╭─ PAGE TEXT

It’s “hugely important to reduce overdose in the community, and these are the programs that do that,” said Barrot Lambdin, a health policy fellow at RTI International who studies the implementation of health interventions.
Yet leaders in some cities and counties have strenuously rejected the health benefits of syringe programs.
In El Dorado County, local leaders asserted that the efforts of the Sierra Harm Reduction Coalition had not “meaningfully reduced” HIV or hepatitis C cases since its syringe program began four years ago and said the free needles were ramping up the risk of deadly overdoses, which they argued were a bigger threat.
The El Dorado County Courthouse in Placerville, Calif.
(Max Whittaker / For The Times)
Alessandra Ross, a harm reduction expert at the California Department of Public Health, disputed such arguments in a letter to county officials. Ross pointed out that in just one year, the coalition handed out more than 2,200 doses of medication to reverse opioid overdoses, saving at least 421 lives. Without the group’s efforts, she wrote, “El Dorado County could have potentially lost more than ten times as many people to overdose.”
Under state law, the California Department of Public Health has the authority to approve syringe programs anywhere that deadly or disabling infections might spread through used needles, “notwithstanding any other law” that might say otherwise.
The agency argued that the “significant state and public interest in curtailing the spread of HIV, hepatitis, and other bloodborne infections extends to every jurisdiction in the state, especially since Californians travel freely throughout the state.”
After El Dorado County prohibited syringe services in unincorporated areas, the state public health department adjusted its authorization for the Sierra Harm Reduction Coalition program, limiting its operations to Placerville. In the court filing, the agency said it made the change out of concern for the coalition’s staff and volunteers, who could be at risk of arrest if they provided syringes in the unincorporated areas.
The nonprofit said when it stopped providing syringes outside of Placerville city limits, roughly 40% of its clients were cut off. In February, Placerville city officials passed their own urgency ordinance banning syringe programs for 45 days, exempting needle provision at health facilities.
Ebrahimi, its city attorney, said officials took that step “after CDPH concentrated their use by authorizing them only in Placerville and nowhere else in the county.”
The Sierra Harm Reduction Coalition stopped providing syringes in Placerville as well, according to the state lawsuit. The coalition did not respond Monday to requests for comment on the suit.
El Dorado County and Placerville are not alone: A wave of local bans went into effect last year in Placer County after a harm reduction group from Sacramento sought state approval to hand out clean syringes. The county’s sheriff and its probation chief said in a letter to the state that the syringe program proposed by Safer Alternatives thru Networking and Education, or SANE, would “promote the use of addicting drugs” and lead to more “dirty needles discarded recklessly in our parks.”

╰─
╭─ PROVIDED RECORDS

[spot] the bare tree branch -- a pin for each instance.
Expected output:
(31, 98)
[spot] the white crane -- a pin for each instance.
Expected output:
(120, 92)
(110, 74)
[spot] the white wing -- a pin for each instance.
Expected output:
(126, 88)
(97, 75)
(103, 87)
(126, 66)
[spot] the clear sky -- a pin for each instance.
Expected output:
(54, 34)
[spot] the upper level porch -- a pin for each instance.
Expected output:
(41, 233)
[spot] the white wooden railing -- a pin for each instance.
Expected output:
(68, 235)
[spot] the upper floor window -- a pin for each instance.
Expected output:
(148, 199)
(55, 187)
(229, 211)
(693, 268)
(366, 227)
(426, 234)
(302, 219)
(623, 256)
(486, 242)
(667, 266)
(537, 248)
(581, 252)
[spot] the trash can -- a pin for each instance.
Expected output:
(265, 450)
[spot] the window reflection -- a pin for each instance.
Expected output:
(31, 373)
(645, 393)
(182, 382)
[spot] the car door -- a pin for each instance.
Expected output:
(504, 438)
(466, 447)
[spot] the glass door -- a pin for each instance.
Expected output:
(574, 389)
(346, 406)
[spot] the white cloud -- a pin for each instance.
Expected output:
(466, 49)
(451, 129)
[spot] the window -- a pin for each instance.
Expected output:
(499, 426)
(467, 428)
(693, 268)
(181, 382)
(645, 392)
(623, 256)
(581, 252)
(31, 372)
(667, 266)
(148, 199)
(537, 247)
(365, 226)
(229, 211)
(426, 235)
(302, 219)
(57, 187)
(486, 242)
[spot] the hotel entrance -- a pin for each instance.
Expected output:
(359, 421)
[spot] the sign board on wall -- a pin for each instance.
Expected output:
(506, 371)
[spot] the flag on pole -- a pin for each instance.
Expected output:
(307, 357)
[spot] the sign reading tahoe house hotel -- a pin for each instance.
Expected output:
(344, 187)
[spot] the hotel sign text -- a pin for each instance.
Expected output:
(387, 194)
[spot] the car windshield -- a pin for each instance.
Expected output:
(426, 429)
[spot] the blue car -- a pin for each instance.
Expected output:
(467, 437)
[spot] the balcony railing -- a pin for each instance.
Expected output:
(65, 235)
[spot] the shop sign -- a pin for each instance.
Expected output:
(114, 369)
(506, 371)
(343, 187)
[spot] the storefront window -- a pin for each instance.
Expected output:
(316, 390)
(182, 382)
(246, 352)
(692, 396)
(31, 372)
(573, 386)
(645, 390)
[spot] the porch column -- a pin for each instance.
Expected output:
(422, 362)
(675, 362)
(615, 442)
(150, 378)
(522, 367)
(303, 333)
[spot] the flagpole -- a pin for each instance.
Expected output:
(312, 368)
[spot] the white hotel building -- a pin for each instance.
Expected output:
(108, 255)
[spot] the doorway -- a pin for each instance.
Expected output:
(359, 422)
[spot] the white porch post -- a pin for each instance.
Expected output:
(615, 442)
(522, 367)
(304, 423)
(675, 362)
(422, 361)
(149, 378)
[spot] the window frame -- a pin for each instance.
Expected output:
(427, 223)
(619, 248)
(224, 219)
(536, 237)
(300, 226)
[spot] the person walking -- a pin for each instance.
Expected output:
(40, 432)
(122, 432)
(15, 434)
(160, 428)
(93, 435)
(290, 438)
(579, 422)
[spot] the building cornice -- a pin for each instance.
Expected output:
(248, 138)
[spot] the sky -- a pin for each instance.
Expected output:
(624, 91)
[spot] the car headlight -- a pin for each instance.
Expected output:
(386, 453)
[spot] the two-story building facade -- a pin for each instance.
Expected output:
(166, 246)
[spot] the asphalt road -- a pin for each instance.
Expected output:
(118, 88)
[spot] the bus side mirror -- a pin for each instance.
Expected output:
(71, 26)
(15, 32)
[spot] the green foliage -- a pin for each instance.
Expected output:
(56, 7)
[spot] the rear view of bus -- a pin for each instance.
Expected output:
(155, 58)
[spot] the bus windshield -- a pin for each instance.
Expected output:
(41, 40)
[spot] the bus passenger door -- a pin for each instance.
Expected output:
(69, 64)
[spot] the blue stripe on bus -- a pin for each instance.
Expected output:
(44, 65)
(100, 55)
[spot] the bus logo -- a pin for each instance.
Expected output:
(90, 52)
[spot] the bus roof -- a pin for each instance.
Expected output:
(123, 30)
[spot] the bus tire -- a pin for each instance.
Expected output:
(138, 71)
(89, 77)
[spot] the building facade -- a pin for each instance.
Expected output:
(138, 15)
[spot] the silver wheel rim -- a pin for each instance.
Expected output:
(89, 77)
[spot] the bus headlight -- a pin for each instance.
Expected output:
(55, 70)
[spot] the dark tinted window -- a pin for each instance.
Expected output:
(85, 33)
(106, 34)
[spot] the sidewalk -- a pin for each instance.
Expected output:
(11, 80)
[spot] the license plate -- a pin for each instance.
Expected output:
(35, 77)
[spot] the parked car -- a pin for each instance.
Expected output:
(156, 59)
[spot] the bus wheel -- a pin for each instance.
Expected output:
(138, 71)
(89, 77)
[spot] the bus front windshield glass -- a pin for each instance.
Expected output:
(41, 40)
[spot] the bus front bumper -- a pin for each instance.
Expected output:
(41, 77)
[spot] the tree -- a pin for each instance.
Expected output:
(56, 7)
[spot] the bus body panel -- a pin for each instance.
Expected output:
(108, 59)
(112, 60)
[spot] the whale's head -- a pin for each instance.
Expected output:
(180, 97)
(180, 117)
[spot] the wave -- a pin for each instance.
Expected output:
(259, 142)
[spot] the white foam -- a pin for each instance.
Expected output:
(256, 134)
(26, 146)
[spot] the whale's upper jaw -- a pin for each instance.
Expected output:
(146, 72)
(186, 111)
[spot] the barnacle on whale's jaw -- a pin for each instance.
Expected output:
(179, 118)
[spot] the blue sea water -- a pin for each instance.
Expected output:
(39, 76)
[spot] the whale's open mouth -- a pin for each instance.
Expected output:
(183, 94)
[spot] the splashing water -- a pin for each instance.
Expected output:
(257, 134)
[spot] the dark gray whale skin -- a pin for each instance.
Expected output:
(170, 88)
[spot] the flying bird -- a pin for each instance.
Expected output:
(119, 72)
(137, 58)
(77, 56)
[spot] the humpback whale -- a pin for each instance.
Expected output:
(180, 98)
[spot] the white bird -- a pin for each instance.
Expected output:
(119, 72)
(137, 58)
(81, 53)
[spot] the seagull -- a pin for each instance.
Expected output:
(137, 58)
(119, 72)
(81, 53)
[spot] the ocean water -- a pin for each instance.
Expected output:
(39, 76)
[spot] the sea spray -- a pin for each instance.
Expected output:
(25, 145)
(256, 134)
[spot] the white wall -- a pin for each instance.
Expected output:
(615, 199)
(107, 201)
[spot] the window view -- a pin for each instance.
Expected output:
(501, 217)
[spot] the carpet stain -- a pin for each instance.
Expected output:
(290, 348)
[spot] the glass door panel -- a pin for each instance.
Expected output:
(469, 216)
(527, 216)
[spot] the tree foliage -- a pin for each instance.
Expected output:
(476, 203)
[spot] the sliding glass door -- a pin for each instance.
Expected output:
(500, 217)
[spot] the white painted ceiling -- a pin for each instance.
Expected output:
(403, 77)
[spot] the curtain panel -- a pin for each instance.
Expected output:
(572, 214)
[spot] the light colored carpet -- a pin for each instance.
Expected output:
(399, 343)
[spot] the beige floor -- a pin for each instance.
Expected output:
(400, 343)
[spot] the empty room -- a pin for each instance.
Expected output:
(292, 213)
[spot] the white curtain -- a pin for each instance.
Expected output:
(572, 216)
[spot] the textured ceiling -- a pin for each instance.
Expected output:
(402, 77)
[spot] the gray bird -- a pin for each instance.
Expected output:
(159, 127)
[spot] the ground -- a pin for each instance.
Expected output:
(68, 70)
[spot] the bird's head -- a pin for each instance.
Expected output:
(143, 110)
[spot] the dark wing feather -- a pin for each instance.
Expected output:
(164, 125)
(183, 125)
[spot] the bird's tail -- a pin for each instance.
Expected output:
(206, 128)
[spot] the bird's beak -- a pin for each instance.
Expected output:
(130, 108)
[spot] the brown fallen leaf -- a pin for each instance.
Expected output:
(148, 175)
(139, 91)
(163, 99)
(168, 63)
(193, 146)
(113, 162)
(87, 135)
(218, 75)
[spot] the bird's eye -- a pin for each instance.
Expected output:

╰─

_WHAT TO DO_
1) According to the syringe program article, how many lives did the Sierra Harm Reduction Coalition's overdose medication save in one year?
2) List every person named in the syringe program article, including the photo credit.
3) Reproduce the passage of the syringe program article starting with "The nonprofit said" and going on through "at health facilities.".

_ANSWERS BELOW_
1) At least 421 lives.

2) Barrot Lambdin, Max Whittaker, Alessandra Ross, Ebrahimi

3)
The nonprofit said when it stopped providing syringes outside of Placerville city limits, roughly 40% of its clients were cut off. In February, Placerville city officials passed their own urgency ordinance banning syringe programs for 45 days, exempting needle provision at health facilities.